**Excerpted text:**
* * *
19. The Division Bench of the High Court in writ appeal against the aforesaid judgment also affirmed the aforesaid view of the learned Single Judge while dismissing the writ appeal.
20. As noted above there are two principal submissions raised by the learned counsel for the appellant, they are:
(i) The disciplinary inquiry is required to be conducted under Rule 27 of 1955 Rules which does not contemplate appointment of a Presenting Officer. Hence, the inquiry proceedings are not vitiated by the non-appointment of Presenting Officer.
(ii) The disciplinary inquiry has been held against the respondents by complying with the principles of natural justice. No principle of natural justice is violated by non-appointment of Presenting Officer. No prejudice has been caused to the respondents by non-appointment of Presenting Officer.
21. Rule 27 sub-rule (c) of the CRPF Rules, 1955 provides for the procedure for conducting a departmental enquiry which is as follows:
“Rule 27(c) The procedure for conducting a departmental enquiry shall be as follows:-
(1) The substance of the accusation shall be reduced to the form of a written charge which should be as precise as possible. The charge shall be read out to the accused and a copy of it given to him at least hrs. before the commencement of the enquiry.
(2) At the commencement of the enquiry the accused shall be asked to enter a plea of Guilty or Not Guilty after which evidence necessary to establish the charge shall be let in. The evidence shall be material to the charge and may either be oral or documentary, if oral:
(i) it shall be direct:
(ii) it shall be recorded by the Officer conducting, the enquiry himself in the presence of the accused:
(iii) the accused shall be allowed to cross examine the witnesses.
(3) When documents are relied upon in support of the charge, they shall be put in evidence as exhibits and the accused shall, before he is called upon to make his defence be allowed to inspect such exhibits.
(4) The accused shall then be examined and his statement recorded by the officer conducting the enquiry. If the accused has pleaded guilty and does not challenge the evidence on record, the proceedings shall be closed for orders. If he pleads “Not guilty”, he shall be required to file a written statement and a list of such witnesses as he may wish to cite in his defence within such period, which shall in any case be not less than a fortnight, as the officer conducting enquiry may deem reasonable in the circumstances of the case. If he declines to file a written statement, he shall again be examined by the officer conducting the enquiry on the expiry of the period allowed.
(5) If the accused refuses to cite any witnesses or to produce any evidence in his defence, the proceedings shall be closed for orders. If he produces any evidence the officer conducting the enquiry shall proceed to record the evidence. If the officer conducting the enquiry considers that the evidence of any witness or any document which the accused wants to produce in his defence is not material to the issues involved in the case he may refuse to call such witness or to allow such document to be produced in evidence, but in all such cases he must briefly record his reasons for considering the evidence inadmissible. When all relevant evidence has been brought on record, the proceedings shall be closed for orders.
(6) If the Commandant has himself held the enquiry, he shall record his findings and pass orders where he has power to do so. If the enquiry has been held by any officer other than the Commandant, the officer conducting the enquiry shall forward his report together with the proceedings to the Commandant who shall record his findings and pass order where he has power to do so.”
* * *
**Extracted material:**
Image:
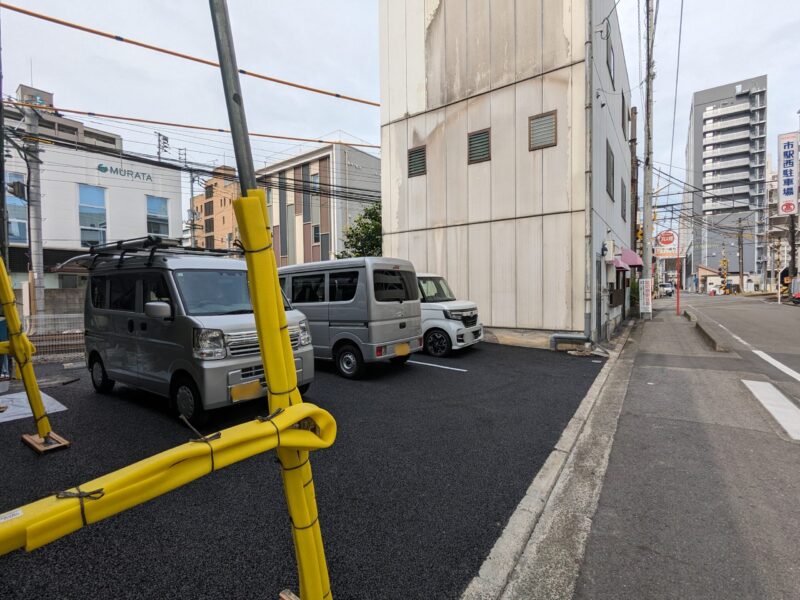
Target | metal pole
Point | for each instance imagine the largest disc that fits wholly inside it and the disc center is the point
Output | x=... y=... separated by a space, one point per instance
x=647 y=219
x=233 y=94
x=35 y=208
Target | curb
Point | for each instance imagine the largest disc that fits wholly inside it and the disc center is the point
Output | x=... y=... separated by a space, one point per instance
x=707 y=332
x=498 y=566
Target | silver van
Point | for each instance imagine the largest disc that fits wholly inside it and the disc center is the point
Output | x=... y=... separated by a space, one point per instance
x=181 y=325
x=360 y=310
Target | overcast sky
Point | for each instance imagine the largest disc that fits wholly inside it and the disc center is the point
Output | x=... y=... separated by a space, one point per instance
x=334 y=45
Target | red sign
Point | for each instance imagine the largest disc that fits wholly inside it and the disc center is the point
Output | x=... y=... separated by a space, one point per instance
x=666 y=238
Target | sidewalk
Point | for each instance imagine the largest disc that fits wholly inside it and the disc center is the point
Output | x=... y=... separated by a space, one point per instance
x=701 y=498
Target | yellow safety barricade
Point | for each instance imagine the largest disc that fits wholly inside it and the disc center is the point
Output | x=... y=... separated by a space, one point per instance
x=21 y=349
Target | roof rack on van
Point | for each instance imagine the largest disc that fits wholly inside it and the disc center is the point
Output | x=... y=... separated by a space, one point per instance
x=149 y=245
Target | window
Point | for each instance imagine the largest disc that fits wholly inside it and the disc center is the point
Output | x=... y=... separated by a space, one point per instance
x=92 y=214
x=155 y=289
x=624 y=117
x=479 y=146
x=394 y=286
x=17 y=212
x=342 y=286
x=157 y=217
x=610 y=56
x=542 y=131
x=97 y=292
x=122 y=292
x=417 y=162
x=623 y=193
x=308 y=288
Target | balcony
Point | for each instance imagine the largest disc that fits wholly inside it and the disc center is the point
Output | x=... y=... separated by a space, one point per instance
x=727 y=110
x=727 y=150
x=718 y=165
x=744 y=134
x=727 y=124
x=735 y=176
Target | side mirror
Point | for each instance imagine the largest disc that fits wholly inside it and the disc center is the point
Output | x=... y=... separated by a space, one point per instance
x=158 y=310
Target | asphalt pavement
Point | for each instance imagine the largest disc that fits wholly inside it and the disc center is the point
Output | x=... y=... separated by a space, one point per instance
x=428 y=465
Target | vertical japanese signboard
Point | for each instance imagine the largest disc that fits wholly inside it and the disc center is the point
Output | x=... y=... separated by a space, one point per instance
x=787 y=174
* * *
**Short problem A:**
Answer these questions from the judgment excerpt:
(i) Which court's Division Bench dismissed the writ appeal?
(ii) Under the enquiry procedure, what is the shortest period an accused who pleads "Not guilty" may be given to file a written statement?
(iii) When an officer other than the Commandant holds the enquiry, to whom must the report and proceedings be forwarded?
**Short problem B:** Revise the part of the judgment excerpt that opens with the words containing "(2) At the commencement" and closes with "inspect such exhibits.", writing it out again with "exhibits" replaced by "annexures".
The records were taken from a different source.

**Output A:**
(i) The High Court.
(ii) Not less than a fortnight.
(iii) The Commandant.

**Output B:**
(2) At the commencement of the enquiry the accused shall be asked to enter a plea of Guilty or Not Guilty after which evidence necessary to establish the charge shall be let in. The evidence shall be material to the charge and may either be oral or documentary, if oral:
(i) it shall be direct:
(ii) it shall be recorded by the Officer conducting, the enquiry himself in the presence of the accused:
(iii) the accused shall be allowed to cross examine the witnesses.
(3) When documents are relied upon in support of the charge, they shall be put in evidence as annexures and the accused shall, before he is called upon to make his defence be allowed to inspect such annexures.